## Data rows
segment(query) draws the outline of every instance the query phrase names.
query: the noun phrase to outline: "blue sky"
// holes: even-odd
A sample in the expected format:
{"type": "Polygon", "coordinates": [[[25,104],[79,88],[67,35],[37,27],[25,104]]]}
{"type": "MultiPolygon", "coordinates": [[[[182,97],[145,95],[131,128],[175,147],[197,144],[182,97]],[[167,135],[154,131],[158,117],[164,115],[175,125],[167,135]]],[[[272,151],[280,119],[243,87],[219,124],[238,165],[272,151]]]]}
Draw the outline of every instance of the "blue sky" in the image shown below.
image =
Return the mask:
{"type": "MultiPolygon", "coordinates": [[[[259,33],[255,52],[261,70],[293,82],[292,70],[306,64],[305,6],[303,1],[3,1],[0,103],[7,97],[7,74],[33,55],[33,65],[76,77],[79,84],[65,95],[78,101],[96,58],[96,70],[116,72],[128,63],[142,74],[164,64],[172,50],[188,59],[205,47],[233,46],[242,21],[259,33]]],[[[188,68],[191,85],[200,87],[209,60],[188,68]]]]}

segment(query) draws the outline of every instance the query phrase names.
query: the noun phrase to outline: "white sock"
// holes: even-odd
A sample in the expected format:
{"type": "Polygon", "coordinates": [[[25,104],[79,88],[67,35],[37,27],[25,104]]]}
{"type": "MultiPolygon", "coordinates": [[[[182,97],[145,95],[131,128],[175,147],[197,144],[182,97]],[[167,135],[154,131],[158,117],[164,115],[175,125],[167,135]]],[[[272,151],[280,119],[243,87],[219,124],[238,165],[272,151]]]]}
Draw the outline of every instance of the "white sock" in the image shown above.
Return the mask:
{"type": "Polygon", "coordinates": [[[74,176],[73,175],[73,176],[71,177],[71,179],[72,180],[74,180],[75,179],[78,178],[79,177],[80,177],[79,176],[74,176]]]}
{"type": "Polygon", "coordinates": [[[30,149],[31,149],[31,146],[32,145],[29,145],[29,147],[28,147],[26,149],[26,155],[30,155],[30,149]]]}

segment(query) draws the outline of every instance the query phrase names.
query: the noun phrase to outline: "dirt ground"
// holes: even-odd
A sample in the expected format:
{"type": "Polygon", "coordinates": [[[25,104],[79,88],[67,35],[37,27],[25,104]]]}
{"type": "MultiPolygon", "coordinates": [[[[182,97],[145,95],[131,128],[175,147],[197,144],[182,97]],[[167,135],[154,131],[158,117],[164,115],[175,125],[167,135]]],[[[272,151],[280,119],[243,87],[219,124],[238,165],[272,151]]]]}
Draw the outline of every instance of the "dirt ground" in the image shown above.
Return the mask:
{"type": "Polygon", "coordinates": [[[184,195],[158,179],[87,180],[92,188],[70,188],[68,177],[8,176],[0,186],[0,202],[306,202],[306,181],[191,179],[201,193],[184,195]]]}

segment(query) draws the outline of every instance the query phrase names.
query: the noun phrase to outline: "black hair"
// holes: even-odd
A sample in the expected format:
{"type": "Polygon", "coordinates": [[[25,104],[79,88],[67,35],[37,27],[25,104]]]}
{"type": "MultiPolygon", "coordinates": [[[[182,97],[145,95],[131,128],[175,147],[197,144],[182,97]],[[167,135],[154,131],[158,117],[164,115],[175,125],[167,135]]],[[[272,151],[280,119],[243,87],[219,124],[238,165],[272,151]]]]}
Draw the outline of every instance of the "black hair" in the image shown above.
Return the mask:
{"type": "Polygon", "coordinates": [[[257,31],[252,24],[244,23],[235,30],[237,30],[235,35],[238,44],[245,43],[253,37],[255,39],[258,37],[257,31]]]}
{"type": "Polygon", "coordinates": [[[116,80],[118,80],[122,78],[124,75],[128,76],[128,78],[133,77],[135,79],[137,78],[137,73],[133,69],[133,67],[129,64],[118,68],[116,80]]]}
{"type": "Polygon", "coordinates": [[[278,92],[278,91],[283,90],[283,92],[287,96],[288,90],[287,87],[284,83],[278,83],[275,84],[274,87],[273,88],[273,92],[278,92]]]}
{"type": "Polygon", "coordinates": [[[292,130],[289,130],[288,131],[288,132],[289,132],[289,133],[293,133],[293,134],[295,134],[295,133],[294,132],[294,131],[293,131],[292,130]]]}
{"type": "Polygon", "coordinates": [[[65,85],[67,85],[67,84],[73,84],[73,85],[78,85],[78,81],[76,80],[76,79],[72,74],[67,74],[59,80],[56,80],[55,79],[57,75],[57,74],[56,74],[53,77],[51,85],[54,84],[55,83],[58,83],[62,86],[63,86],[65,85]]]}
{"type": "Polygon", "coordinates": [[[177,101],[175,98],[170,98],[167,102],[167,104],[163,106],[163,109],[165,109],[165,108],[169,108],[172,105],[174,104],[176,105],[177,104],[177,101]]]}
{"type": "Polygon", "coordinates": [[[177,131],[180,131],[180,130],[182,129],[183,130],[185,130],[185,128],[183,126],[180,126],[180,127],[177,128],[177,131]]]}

## Given request
Extract every line of the records above that contains the word "noun".

## Correct response
query: the noun phrase to outline: "blue sky"
query: the noun phrase to outline: "white sock"
query: the noun phrase to outline: "dirt ground"
query: the noun phrase to outline: "black hair"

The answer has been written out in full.